Instruction: Shift every point coordinate in the answers of the listing below by adding 13 to each x and y value. Write out the whole listing again with its requests, and leave out the pictures.

Given records:
Begin

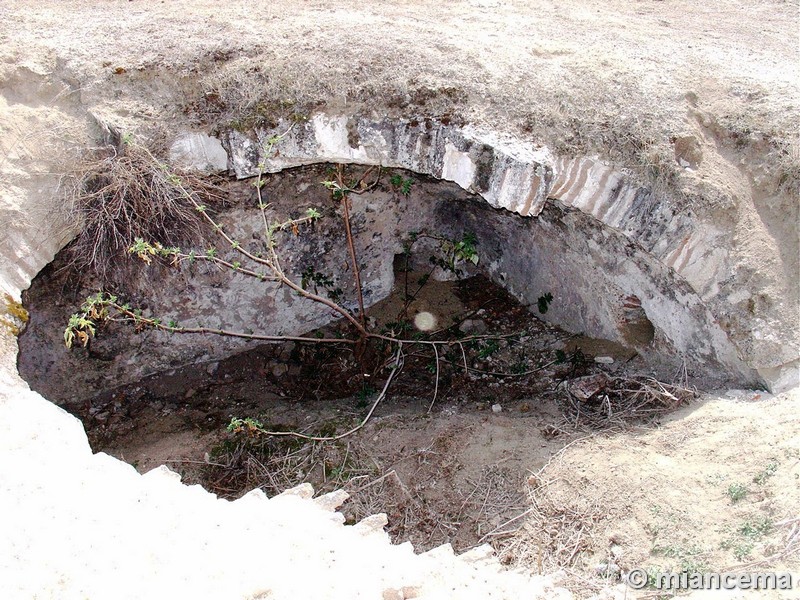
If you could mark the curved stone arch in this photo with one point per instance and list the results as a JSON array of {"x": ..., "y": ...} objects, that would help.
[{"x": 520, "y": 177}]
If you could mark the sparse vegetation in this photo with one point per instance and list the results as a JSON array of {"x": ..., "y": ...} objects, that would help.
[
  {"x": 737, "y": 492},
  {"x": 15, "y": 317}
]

End

Expected output:
If you could mark the curved stone arch in this photo with one point per instance and list the results as a JSON array of {"x": ..., "y": ...} objects, that would help.
[{"x": 533, "y": 190}]
If you could mark the sparse vegetation in this photo with one point per instance and list the results as a JSON array of {"x": ..., "y": ...} objects, that would help.
[
  {"x": 750, "y": 505},
  {"x": 28, "y": 330}
]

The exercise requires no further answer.